PROVIDED PASSAGE below:
1 When happens the pre-initial conditions in a DE?
1.1 Front
When happens the pre-initial conditions in a DE?
1.2 Back
\(x(0^-)\), \(\dot{x}(0^-)\)
2 When happens the post-initial conditions in a DE?
2.1 Front
When happens the post-initial conditions in a DE?
2.2 Back
\(x(0^+)\), \(\dot{x}(0^+)\)
3 When are pre-initial and post-initials conditions of a DE necessary?
3.1 Front
When are pre-initial and post-initials conditions of a DE necessary?
3.2 Back
When there is a discontinuity at \(t=0\) in the input signal of the DE. Sometimes, if we say initial conditions we will mean the pre-initial conditions.
If \(x(t)\) is smooth the pre and post-initial conditions are the same and their is no need to distinguish between them.
4 What is the solution for this equation?
End of PROVIDED PASSAGE.
(LIST OF TASKS)
(A) Answer these questions from the text on initial conditions:
(i) Which quantities are the pre-initial conditions of a DE?
(ii) Which quantities are the post-initial conditions of a DE?
(iii) When are pre-initial and post-initial conditions of a DE necessary?
(B) According to the text on initial conditions, why is there no need to distinguish between pre-initial and post-initial conditions when \(x(t)\) is smooth?
THE DATA below:
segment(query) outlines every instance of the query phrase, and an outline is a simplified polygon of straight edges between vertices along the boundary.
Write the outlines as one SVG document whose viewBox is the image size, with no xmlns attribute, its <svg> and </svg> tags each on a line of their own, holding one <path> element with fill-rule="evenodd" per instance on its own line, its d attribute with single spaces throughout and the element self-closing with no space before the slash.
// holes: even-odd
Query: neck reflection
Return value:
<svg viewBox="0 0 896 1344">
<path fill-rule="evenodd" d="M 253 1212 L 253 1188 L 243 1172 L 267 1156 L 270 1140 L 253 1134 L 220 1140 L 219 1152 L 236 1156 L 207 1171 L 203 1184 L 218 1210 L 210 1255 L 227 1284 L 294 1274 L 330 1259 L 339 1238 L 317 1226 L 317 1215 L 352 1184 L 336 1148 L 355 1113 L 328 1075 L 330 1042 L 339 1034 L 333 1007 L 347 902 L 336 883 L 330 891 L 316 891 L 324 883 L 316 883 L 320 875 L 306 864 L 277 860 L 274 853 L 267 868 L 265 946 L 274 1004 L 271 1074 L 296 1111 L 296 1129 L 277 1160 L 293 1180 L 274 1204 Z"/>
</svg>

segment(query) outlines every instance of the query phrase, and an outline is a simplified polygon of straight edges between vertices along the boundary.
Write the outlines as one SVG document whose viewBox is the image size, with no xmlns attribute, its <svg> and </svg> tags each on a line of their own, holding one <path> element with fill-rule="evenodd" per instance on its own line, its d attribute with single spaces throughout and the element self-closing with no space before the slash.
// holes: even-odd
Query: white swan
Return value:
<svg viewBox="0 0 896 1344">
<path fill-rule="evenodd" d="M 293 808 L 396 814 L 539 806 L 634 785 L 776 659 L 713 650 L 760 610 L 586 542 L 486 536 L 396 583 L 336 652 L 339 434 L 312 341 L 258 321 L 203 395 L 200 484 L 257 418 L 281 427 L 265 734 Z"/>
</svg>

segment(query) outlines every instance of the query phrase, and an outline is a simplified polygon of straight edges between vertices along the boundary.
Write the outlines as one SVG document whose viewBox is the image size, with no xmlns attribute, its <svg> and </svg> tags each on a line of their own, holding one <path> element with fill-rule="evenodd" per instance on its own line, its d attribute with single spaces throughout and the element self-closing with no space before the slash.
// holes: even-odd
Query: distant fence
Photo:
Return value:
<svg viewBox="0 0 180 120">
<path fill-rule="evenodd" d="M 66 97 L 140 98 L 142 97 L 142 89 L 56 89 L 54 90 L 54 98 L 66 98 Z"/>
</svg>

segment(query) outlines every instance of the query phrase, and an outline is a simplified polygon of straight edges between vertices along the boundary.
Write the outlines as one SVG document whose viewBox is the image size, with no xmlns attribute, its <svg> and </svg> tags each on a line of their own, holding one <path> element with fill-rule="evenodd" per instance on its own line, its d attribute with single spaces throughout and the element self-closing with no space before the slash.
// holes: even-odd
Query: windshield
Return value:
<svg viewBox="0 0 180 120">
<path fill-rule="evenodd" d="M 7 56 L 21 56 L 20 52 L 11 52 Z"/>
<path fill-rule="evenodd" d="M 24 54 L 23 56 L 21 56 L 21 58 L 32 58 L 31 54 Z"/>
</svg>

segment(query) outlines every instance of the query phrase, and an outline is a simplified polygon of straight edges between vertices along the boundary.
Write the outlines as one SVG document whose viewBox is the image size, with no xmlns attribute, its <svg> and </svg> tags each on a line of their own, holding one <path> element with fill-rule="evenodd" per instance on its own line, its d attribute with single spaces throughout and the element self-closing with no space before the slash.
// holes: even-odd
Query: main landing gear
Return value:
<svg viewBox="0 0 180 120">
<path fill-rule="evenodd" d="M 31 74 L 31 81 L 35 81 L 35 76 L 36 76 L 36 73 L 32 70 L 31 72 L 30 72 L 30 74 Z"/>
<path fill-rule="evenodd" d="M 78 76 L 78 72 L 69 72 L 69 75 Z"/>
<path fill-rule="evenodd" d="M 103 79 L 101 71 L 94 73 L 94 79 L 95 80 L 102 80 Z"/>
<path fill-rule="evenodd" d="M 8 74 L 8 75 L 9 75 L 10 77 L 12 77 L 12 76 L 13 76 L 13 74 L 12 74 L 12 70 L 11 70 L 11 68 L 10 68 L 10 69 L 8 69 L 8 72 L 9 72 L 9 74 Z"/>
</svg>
End of THE DATA.
(SOLUTIONS PER TASK)
(A)
(i) \(x(0^-)\) and \(\dot{x}(0^-)\)
(ii) \(x(0^+)\) and \(\dot{x}(0^+)\)
(iii) When the input signal of the DE has a discontinuity at \(t=0\)

(B) When \(x(t)\) is smooth, the pre-initial and post-initial conditions are the same. The distinction matters only when the input signal of the DE has a discontinuity at \(t=0\).